The arch overlooks the large Praça da Figueira (Square of the Fig Tree), the river Tagus, Baixa and Alforma making it possibly the ‘best place to enjoy a sunset’ in the city – or at least that’s what the posters say. With a lot of walking done today, my calves feel the strain and we sit and watch the sun for the best part of an hour before we decide to head back to Alfarma but before we do, and back on street level, our attention draws us into Lisbon’s Beer Museum. Rationalising that it would be rude not to, we step in for a pint of their own local craft brew, which can come accompanied by fresh fish and sheep cheese balls made right in front of the customer, yum. Once again the day is finished with dinner, Fado and wine in the Alfama district.
Above: Lisbon’s Square of the Fig Tree | Views from atop of the Lisbon’s Arc de Triomphe – Rua Augusta Arch | Enjoying a freshly crafted beer and fish cakes at the brewery
On our third day it’s time to leave wonderful Lisbon and get our train to Portugal’s second city, Porto. The journey is effortless and by 2.44pm we’re pulling in to Porto. Again we locate ourselves centrally. We have very little time in Porto, just a little over 24 hours as we’re due to fly back the next day so it’s a case of dumping our stuff and heading out.
It’s time for a very late lunch. We’ve learnt that Porto is home to a remarkable local speciality, a type of sandwich called the Francesinha which means little Frenchie; It’s Porto’s answer to a Croque Madame. This sandwich has layered steak, ham, chorizo sausage, covered in cheese and an egg all topped off with a spicy beer sauce. Admittedly it doesn’t look great served up, but cut it in half to expose the meats and you’ll be in culinary heaven. By chance Santiago’s Café which is reputedly one of the best places to get one of these beasts is a few minutes’ walk away so it’s a given that’s our first stop in Porto.
Above: Porto is full of beautiful architecture like the Church of Saint Ildefonso | Francesinha sandwich at Santiago’s Café
After devouring what is most likely a heart attack on plate, it’s a short walk past Praça Liberdade square in search of the Clérigos Church (Church of the Baroqu) and its tower. At a height of 75.6 metres it dominates the sky line, if your view isn’t blocked by tall buildings running along narrow streets. Our visit to the tower incurs a rather annoying 45 minute queue to reach the top, which is hidden so you can’t tell how long it is from the outside (to be fair we were given warning as we paid our admission). Sadly, we’ve missed sunset but we do complete the 240 steps to reach the top to see Porto lit up below us with many of the city’s buildings lit up in the distance.

- _Goal_:
Copy out the Lisbon and Porto travel account word for word, everything from "Above: Porto is" down to "in the distance.".

- _Dataset content_:
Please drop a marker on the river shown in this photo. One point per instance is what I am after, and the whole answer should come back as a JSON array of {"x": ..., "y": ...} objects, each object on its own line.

- _Result_:
Above: Porto is full of beautiful architecture like the Church of Saint Ildefonso | Francesinha sandwich at Santiago’s Café
After devouring what is most likely a heart attack on plate, it’s a short walk past Praça Liberdade square in search of the Clérigos Church (Church of the Baroqu) and its tower. At a height of 75.6 metres it dominates the sky line, if your view isn’t blocked by tall buildings running along narrow streets. Our visit to the tower incurs a rather annoying 45 minute queue to reach the top, which is hidden so you can’t tell how long it is from the outside (to be fair we were given warning as we paid our admission). Sadly, we’ve missed sunset but we do complete the 240 steps to reach the top to see Porto lit up below us with many of the city’s buildings lit up in the distance.